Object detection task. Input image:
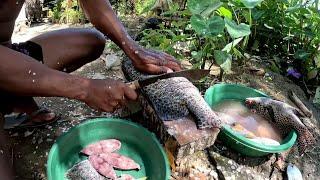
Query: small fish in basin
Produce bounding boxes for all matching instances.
[245,97,315,154]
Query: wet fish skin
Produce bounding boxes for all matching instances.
[81,139,121,156]
[123,59,221,129]
[89,155,117,179]
[99,153,140,170]
[245,97,315,155]
[66,160,107,180]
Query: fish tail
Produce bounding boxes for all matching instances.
[298,128,316,155]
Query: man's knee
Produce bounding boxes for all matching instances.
[87,29,106,59]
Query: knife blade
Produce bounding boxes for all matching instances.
[127,69,210,90]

== == ==

▶ [Short exercise]:
Lay out every line of the material above as a Markdown table with the columns Row and Line, numbering the rows in order and skipping blank lines. Leave the pictures out of the table.

▶ [Problem solution]:
| Row | Line |
|---|---|
| 1 | Object detection task. Input image: |
| 2 | Query: small fish in basin |
| 3 | Produce bounding boxes for all matching instances. |
| 4 | [245,97,315,154] |
| 5 | Query: wet fish skin |
| 6 | Produce bounding boxes for all matching instances. |
| 7 | [81,139,121,156] |
| 8 | [123,59,221,129] |
| 9 | [89,155,117,179] |
| 10 | [99,153,140,170] |
| 11 | [245,97,315,155] |
| 12 | [66,160,107,180] |
| 13 | Query: fish tail |
| 14 | Produce bounding boxes for all matching instances. |
| 15 | [298,128,316,155] |
| 16 | Query: man's knee |
| 17 | Produce bounding boxes for all matching instances. |
| 18 | [87,29,106,59] |
| 19 | Query: knife blade |
| 20 | Produce bounding boxes for all matching instances. |
| 21 | [127,69,210,90] |